• **TASK**
Reproduce the lines below, substituting "image" for every occurrence of "photo" and changing nothing else. Omit the pictures from your output.

↓

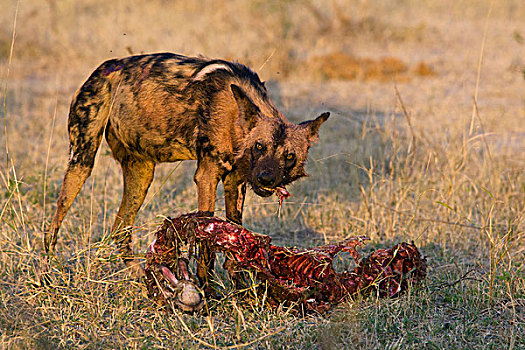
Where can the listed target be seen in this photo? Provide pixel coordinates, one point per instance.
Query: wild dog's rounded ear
(248, 111)
(313, 126)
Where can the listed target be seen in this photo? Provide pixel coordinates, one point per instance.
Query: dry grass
(403, 159)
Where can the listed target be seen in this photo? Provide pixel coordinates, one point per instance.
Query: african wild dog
(165, 108)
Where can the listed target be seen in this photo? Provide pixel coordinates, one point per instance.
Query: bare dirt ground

↑

• **ANSWER TO THE EXERCISE**
Where can the listed target be seen in this image? Provide pixel coordinates, one point per instance.
Query: wild dog's rounded ear
(248, 111)
(313, 126)
Where can the listed target be seen in this image? Provide pixel coordinates, one point per instance.
Query: dry grass
(403, 159)
Where can the listed target be seen in this image? Provide pixel coordinates, one point per instance.
Query: african wild dog
(165, 108)
Where can the listed target be seen in this image? Provide pixel coordinates, one point per instance.
Query: bare dirt ground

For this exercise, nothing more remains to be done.